(Items from a dataset)
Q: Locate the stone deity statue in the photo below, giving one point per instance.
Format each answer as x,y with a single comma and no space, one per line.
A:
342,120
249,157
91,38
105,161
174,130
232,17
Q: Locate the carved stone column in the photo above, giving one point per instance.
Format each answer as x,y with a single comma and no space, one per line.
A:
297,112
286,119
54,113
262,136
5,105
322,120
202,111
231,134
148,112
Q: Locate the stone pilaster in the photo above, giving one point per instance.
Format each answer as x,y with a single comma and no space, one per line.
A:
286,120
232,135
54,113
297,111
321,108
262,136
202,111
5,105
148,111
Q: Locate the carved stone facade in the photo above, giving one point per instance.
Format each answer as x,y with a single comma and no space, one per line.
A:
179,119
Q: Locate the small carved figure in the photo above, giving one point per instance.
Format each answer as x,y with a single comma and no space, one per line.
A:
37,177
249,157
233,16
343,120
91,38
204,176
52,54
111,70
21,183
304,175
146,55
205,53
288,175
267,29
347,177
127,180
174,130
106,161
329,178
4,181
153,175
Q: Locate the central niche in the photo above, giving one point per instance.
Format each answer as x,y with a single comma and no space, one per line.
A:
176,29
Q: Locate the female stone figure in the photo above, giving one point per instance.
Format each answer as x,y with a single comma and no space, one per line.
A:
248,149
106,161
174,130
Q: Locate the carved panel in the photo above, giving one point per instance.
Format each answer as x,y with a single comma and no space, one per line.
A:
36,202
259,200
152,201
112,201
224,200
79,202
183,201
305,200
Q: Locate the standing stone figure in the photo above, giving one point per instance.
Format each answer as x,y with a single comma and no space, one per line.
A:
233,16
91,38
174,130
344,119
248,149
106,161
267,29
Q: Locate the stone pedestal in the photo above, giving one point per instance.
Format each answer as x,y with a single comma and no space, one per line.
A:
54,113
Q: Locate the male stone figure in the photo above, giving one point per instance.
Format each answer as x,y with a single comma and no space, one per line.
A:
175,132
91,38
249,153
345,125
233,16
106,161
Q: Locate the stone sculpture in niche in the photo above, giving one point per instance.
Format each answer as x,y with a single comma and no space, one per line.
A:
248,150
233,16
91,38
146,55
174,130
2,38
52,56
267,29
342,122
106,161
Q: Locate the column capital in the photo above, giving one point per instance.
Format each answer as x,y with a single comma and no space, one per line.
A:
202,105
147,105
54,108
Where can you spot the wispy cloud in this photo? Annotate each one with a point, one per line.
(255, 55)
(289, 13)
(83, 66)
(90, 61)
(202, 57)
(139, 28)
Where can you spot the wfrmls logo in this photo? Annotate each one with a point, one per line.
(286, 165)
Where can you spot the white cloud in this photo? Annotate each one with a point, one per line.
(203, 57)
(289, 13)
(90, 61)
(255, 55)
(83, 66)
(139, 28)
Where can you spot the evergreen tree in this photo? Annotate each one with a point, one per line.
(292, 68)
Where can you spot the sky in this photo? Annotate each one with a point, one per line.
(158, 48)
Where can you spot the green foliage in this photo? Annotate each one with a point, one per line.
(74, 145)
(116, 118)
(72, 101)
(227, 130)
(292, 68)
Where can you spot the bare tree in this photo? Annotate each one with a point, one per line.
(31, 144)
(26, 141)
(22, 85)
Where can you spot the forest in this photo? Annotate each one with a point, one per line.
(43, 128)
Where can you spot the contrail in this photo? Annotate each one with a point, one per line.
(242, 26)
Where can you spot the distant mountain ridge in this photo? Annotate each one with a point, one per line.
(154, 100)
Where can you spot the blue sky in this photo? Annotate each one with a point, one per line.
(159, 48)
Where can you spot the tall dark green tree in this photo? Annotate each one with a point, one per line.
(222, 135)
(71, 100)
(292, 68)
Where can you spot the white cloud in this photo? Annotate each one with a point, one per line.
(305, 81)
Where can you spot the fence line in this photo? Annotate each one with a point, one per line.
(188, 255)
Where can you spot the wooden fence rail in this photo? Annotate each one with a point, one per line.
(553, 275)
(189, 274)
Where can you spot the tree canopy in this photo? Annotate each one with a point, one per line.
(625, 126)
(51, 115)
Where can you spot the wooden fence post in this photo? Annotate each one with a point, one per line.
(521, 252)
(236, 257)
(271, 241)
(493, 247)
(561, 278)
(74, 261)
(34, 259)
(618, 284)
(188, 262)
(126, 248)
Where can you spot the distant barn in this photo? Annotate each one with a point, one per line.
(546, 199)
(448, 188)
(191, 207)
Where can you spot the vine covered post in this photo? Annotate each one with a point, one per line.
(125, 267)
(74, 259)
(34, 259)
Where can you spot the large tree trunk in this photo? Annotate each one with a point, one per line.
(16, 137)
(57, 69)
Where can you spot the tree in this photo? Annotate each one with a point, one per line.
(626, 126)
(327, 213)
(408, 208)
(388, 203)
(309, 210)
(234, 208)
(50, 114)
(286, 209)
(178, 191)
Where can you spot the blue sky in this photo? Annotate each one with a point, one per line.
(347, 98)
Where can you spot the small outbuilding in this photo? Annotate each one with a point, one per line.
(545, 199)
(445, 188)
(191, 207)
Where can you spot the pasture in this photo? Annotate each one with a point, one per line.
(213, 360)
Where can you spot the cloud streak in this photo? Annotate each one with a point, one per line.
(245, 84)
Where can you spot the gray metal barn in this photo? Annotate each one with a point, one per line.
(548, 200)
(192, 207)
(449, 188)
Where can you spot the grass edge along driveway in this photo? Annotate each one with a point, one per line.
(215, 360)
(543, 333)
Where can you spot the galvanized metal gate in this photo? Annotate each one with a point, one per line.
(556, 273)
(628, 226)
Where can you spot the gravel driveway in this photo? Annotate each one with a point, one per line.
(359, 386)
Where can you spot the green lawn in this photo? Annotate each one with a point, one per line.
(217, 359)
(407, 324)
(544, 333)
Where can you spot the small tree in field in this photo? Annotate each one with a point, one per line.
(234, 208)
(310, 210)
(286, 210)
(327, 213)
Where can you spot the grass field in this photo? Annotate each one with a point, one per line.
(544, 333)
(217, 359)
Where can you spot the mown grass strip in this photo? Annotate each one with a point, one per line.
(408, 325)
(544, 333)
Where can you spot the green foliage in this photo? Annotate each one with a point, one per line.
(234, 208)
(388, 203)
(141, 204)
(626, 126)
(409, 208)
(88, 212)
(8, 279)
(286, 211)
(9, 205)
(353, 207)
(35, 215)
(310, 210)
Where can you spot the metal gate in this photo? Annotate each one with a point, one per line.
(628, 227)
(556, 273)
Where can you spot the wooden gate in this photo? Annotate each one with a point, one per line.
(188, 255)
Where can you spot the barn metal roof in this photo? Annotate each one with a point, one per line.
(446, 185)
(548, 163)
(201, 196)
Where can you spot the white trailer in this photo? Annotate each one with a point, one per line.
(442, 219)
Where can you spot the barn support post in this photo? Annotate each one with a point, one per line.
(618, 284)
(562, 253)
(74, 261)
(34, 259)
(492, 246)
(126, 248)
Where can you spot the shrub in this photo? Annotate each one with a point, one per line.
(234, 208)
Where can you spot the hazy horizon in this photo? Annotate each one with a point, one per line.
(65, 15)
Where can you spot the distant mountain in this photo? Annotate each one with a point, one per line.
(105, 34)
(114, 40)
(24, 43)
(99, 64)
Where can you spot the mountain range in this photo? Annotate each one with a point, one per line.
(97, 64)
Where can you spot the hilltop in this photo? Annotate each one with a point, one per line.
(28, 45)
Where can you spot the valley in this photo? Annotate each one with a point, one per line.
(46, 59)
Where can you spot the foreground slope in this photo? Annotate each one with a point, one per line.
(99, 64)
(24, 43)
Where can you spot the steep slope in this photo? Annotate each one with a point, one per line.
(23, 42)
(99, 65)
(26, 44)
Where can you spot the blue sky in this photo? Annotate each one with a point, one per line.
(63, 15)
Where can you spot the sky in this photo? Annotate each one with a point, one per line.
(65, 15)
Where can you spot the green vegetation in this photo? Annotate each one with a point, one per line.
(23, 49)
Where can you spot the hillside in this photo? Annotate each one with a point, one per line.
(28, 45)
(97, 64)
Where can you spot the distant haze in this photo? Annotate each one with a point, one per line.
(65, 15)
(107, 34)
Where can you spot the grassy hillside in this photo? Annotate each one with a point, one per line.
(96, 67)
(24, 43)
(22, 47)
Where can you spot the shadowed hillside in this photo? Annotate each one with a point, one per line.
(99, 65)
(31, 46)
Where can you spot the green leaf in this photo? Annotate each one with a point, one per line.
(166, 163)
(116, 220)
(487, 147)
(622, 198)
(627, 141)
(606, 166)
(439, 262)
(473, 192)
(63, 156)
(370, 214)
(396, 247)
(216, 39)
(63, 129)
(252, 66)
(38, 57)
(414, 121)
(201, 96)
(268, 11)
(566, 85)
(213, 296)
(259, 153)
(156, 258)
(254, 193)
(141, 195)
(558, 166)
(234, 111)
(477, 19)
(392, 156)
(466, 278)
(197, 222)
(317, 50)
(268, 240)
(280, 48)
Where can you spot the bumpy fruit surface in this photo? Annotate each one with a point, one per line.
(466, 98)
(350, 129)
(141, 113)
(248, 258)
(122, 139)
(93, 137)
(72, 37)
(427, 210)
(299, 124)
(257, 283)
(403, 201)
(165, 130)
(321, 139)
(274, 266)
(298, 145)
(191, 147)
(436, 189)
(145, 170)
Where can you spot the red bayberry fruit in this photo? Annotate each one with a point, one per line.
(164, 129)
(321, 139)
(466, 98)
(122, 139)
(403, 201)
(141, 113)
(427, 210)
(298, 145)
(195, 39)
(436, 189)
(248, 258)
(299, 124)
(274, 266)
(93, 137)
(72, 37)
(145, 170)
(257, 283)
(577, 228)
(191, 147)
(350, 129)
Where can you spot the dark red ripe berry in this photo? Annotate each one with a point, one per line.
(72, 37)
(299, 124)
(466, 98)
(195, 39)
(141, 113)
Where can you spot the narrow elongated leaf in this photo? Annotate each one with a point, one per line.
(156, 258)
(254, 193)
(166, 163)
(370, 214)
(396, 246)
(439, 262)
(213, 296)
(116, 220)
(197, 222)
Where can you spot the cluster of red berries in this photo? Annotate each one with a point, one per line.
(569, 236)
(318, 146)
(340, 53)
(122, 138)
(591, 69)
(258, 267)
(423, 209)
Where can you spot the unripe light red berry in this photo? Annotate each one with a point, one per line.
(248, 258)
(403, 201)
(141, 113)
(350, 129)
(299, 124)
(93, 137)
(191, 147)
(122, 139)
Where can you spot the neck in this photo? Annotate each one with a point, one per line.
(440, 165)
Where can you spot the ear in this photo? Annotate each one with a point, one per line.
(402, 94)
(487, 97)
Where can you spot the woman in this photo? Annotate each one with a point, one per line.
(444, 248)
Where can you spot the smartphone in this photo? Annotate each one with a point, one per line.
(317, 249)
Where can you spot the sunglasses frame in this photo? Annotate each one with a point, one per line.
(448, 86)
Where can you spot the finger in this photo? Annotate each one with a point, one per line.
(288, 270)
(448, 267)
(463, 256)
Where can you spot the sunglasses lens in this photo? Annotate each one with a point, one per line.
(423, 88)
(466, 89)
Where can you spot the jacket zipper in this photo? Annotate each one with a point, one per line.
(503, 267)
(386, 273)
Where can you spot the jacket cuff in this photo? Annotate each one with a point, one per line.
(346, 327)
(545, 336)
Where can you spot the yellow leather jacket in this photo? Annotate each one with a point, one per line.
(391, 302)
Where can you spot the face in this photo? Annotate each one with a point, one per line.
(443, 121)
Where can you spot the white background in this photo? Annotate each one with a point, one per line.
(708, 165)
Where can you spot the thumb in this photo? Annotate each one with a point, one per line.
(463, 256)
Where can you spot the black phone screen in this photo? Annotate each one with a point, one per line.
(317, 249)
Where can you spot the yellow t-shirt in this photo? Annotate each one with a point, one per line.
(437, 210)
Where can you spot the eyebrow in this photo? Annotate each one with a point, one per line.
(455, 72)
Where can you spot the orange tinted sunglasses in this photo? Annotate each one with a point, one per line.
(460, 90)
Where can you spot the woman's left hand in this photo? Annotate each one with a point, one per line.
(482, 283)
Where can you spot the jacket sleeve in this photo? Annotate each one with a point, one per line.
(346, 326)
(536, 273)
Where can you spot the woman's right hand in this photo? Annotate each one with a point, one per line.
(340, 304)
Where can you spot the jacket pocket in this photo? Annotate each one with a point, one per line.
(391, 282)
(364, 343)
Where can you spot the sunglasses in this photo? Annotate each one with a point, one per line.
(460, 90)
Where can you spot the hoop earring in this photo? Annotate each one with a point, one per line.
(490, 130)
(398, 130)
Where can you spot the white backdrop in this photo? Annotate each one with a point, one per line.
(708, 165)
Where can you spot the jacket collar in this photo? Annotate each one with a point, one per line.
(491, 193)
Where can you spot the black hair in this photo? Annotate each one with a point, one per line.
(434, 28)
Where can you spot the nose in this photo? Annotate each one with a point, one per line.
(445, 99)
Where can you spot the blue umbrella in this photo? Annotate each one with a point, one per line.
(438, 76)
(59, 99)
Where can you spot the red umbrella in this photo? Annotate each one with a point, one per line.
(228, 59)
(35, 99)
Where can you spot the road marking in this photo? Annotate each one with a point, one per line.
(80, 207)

→ **DIRECTION**
Return every line from the one holding "Where can you spot the black hair" through the end of the data, exactly as it appears, with both ends kept and nothing else.

→ **EXERCISE RESPONSE**
Where can you spot the black hair in this photo? Annotate each one with a point, one per line.
(434, 28)
Where can you spot the nose in this photo? Annotate each one with a point, one per line.
(445, 99)
Where can you spot the blue umbrella in this photo? Annotate each one with a point, one per line.
(438, 76)
(59, 99)
Where can you spot the red umbrella in this photo? Annotate each one with a point, one per line.
(228, 59)
(35, 99)
Where can you spot the road marking in this photo? Annotate each one with a point, one per line.
(80, 207)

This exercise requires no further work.